══ Stored data ══

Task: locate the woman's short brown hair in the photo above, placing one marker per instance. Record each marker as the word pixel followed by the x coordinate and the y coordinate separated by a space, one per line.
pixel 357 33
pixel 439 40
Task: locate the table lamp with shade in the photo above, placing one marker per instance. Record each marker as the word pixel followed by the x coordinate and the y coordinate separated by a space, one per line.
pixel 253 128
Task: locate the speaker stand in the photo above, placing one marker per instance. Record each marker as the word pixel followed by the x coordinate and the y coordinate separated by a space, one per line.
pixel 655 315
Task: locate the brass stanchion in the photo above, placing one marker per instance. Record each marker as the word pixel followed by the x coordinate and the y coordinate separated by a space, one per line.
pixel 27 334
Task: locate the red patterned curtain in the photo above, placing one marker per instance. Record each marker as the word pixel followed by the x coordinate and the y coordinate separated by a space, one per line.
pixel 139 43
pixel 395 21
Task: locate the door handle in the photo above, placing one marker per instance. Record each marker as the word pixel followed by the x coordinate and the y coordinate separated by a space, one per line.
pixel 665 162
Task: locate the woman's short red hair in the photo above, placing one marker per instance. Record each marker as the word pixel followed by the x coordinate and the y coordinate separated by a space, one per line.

═══
══ Stored data ══

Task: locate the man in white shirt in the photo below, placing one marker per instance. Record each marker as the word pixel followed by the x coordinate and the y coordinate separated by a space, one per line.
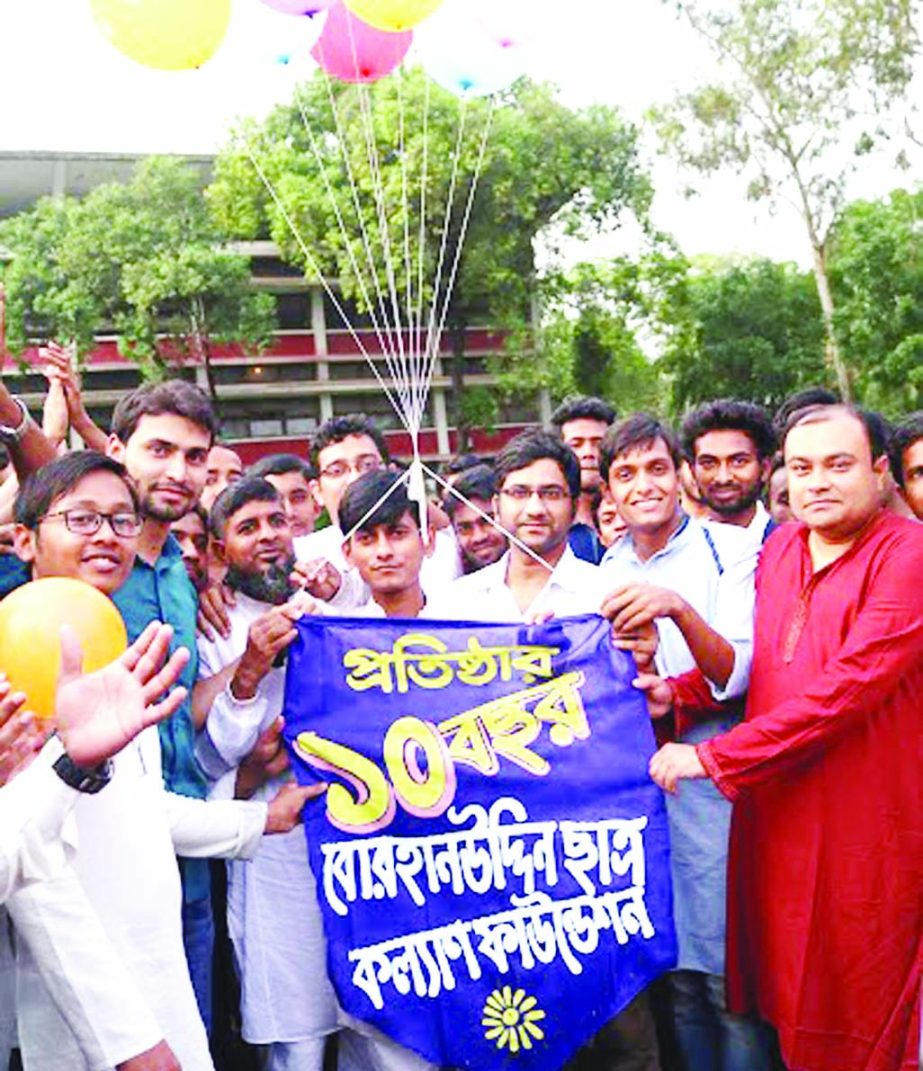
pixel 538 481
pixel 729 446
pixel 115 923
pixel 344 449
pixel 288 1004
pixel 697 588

═══

▶ _Task statement_: Output only an exact transcription of the lines above from the one with "Task: locate the red" up to and including the one with "Task: locate the woman's short red".

▶ _Expected answer_:
Task: locate the red patterned curtain in the photo above, placing one marker per instance. Record each marker as the word pixel followed by the x coordinate and the y coordinate separated by a space, one per line.
pixel 139 43
pixel 395 21
Task: locate the door handle in the photo above, placing one marker per instance. Record each marker as the word pixel followed by the x coordinate and the y coordinate separated by a space, one per line.
pixel 665 162
Task: locate the woman's short red hair in the photo above, placing one marker per instance. Record each marker as the word pixel followed by the x coordinate and the y coordinate separated by a space, one per line.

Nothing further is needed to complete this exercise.